• EXERCISE OBJECTIVE
Please rename "set a pin" to "place a marker" everywhere it occurs in the listing below. Reproduce every line, and change nothing else.

[Data items]
↓
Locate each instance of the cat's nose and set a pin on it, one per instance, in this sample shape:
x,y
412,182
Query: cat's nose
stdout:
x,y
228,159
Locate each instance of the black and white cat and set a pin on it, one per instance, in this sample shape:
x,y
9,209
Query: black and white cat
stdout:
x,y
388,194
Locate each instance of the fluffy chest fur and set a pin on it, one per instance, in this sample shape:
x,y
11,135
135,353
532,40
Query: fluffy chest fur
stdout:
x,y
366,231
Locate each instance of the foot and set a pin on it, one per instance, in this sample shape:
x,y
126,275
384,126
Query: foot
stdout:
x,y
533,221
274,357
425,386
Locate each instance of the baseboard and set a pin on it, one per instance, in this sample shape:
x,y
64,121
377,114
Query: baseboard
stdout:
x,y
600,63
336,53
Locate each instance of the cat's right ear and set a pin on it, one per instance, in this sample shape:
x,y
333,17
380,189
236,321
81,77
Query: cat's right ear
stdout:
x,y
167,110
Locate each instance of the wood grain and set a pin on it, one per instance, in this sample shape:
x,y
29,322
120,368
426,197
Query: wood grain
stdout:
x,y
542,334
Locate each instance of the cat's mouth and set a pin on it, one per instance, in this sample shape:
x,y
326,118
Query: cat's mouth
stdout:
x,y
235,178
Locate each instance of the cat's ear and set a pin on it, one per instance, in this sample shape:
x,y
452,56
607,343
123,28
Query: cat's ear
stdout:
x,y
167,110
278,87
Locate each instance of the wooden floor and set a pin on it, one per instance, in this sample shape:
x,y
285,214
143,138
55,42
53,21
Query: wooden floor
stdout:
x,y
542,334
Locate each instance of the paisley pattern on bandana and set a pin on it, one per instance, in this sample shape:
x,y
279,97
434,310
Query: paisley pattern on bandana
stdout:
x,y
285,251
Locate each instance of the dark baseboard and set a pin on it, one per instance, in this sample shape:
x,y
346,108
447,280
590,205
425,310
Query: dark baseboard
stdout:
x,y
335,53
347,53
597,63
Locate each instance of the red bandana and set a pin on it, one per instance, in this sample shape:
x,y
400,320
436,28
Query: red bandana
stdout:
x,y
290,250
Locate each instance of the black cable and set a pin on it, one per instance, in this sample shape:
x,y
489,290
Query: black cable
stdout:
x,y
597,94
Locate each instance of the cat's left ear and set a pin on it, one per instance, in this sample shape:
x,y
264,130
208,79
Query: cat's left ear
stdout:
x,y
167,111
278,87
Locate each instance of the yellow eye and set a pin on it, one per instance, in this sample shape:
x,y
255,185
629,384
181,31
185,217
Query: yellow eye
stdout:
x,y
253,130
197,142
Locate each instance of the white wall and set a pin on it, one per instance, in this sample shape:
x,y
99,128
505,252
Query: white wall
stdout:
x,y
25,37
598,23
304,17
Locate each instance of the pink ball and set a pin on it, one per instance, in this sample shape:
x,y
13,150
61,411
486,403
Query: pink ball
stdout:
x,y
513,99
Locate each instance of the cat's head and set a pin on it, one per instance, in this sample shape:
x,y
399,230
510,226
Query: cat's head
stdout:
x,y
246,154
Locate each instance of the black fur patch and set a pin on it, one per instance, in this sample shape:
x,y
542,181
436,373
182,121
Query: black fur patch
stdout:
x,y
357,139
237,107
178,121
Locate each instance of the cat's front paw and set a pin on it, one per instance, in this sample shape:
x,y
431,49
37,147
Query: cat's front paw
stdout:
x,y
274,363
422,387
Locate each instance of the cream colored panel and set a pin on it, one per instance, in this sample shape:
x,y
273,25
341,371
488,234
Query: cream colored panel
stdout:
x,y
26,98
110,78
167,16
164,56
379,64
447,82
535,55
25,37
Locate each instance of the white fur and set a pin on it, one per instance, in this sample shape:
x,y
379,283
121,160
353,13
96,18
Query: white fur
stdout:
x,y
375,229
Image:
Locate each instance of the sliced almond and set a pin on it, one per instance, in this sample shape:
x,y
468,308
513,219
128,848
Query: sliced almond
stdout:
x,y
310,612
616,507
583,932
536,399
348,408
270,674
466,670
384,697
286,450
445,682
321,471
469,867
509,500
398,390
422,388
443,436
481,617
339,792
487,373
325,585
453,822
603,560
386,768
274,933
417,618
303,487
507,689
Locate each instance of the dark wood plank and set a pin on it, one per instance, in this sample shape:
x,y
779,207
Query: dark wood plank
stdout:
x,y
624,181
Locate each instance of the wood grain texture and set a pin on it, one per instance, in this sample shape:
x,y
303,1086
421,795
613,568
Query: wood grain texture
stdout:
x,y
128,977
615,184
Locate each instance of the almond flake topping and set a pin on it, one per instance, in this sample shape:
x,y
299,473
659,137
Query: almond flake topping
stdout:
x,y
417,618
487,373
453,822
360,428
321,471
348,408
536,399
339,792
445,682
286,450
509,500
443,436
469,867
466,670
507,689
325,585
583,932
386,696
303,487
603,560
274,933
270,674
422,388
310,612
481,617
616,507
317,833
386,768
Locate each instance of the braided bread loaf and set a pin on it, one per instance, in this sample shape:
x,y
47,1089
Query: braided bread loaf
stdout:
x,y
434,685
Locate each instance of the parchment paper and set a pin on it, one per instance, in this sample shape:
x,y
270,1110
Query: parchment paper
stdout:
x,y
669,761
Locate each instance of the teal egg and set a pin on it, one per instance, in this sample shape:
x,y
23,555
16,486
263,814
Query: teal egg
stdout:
↑
• WRITTEN REPLY
Locate each instance of the cat's nose and place a marker on it, one per instance, in this sample shape:
x,y
412,182
Query: cat's nose
stdout:
x,y
228,159
Locate each instance of the black and white cat and place a marker on it, one per instance, in this sample shape:
x,y
9,209
Query: black and white cat
stdout:
x,y
388,194
Locate each instance of the fluffy chest fur and place a marker on it, one per instance, in this sample shape:
x,y
11,135
135,353
532,40
Query: fluffy chest fur
stdout:
x,y
366,231
Locate each instance of the foot and place a marker on it, one per instance, in this sample shape:
x,y
126,275
384,126
Query: foot
stdout:
x,y
533,221
274,357
425,386
Locate each instance of the baseboard and place a marker on it, one per instance, in this sample shape:
x,y
64,121
377,114
Query: baseboard
stdout:
x,y
600,63
336,53
Locate each instance of the cat's right ear and place a marker on it, one per instance, in this sample shape:
x,y
333,17
380,189
236,321
81,77
Query: cat's right ear
stdout:
x,y
167,110
Locate each instance of the wood grain and place a marker on it, one per instance, in this sample shape:
x,y
29,322
120,368
426,197
Query: wood grain
stdout:
x,y
542,334
Locate each instance of the cat's mouth and place a marker on it, one per instance, in this sample shape:
x,y
326,118
Query: cat's mouth
stdout:
x,y
235,178
Locate each instance of the cat's ear and place a marker on it, one per instance, in this sample shape:
x,y
452,56
607,343
123,28
Query: cat's ear
stdout:
x,y
167,110
278,87
Locate each instance of the wooden floor and place a marker on it, one per instance, in this sample shape:
x,y
285,214
143,138
55,42
53,21
Query: wooden floor
stdout:
x,y
542,334
Locate each instance of the paisley pattern on bandana and place a marker on it, one per instance, in this sample shape:
x,y
279,97
434,310
Query: paisley pattern on bandana
stdout:
x,y
285,251
Locate each instance of the dark baseboard and place a marker on it, one per instance, in this sample shape:
x,y
346,108
447,280
590,205
425,310
Query: dark baseboard
stdout:
x,y
335,53
347,53
597,63
Locate each instance of the red bandana and place a marker on it, one per instance, in this sample shape:
x,y
400,320
436,28
Query: red bandana
stdout:
x,y
290,250
Locate each instance of the black cable and place a marker on it, one per instance, in this sample shape:
x,y
489,290
Query: black cable
stdout:
x,y
597,94
Locate each instance of the cat's left ear and place a marker on it, one per instance, in this sample shape:
x,y
264,130
208,79
Query: cat's left ear
stdout:
x,y
167,111
278,87
Locate each instance of the yellow eye and place a marker on it, one per instance, in this sample shape:
x,y
255,185
629,384
181,31
185,217
Query: yellow eye
stdout:
x,y
253,130
197,142
Locate each instance of the white wall and place a marker on it, one per instance, in this sample shape:
x,y
99,128
505,252
Query: white wall
stdout:
x,y
25,37
598,23
304,17
Locate each instance of the pink ball and place a marker on it, one per instance, in this sample shape:
x,y
13,150
61,411
486,403
Query: pink ball
stdout:
x,y
513,99
Locate each instance of the cat's head and place a marker on it, one per instance, in this sample shape:
x,y
399,230
510,226
Query: cat's head
stdout:
x,y
246,154
Locate each instance of the black fur patch and place a marker on it, one per instance, in this sample shape:
x,y
542,181
436,373
182,121
Query: black fur patch
stdout:
x,y
357,139
237,107
178,121
Locate each instance of the cat's front paw and place a marker on it, one per instance, in this sample shape:
x,y
431,49
37,147
Query: cat's front paw
stdout:
x,y
274,363
422,387
Locate each instance of the cream colored panel and place a marker on it, one per instance, in this sample shape:
x,y
273,25
341,371
488,234
Query: cream colored panel
stdout:
x,y
26,98
110,78
167,16
164,56
379,64
447,82
535,55
25,37
Locate each instance of the white fur and place a marker on it, one per instance, in this sample shape:
x,y
379,283
121,160
353,13
96,18
Query: white fur
stdout:
x,y
375,229
Image:
Locate each instance of the sliced almond and place a marker on it, one per instance, in this sample shape:
x,y
468,308
513,219
128,848
Query: sliced almond
stdout:
x,y
310,612
616,507
583,932
536,399
348,408
270,674
466,670
384,697
286,450
445,682
321,471
469,867
509,500
398,390
422,388
443,436
481,617
339,792
487,373
325,585
453,822
603,560
386,768
274,933
417,618
303,487
507,689
Locate each instance of the dark wood plank and place a marker on it, one per instance, in this sample shape:
x,y
779,207
Query: dark wood plank
stdout:
x,y
624,181
Locate each instance of the wood grain texture and place a marker on it, one per instance, in this sample shape:
x,y
303,1086
421,795
613,568
Query: wood grain texture
stdout:
x,y
128,977
615,184
Locate each instance of the almond flake topping and place a marker on it, one per instance, in this sample shape:
x,y
299,473
659,137
Query: almond flake topping
stdout:
x,y
417,618
487,373
453,822
360,428
321,471
348,408
536,399
339,792
445,682
286,450
509,500
443,436
469,867
466,670
507,689
325,585
583,932
386,696
303,487
603,560
274,933
270,674
422,388
310,612
481,617
616,507
317,833
386,768
Locate each instance of the braided bread loaf and place a marker on it, one per instance, in this sample shape:
x,y
47,1089
Query: braided bread loaf
stdout:
x,y
434,685
Locate each instance of the parchment paper and place a marker on it, one per instance, in this sample shape:
x,y
270,1110
Query: parchment paper
stdout:
x,y
669,761
Locate each instance of the teal egg and place a marker on it, one per instance, in this sample shape:
x,y
23,555
16,486
263,814
Query: teal egg
stdout:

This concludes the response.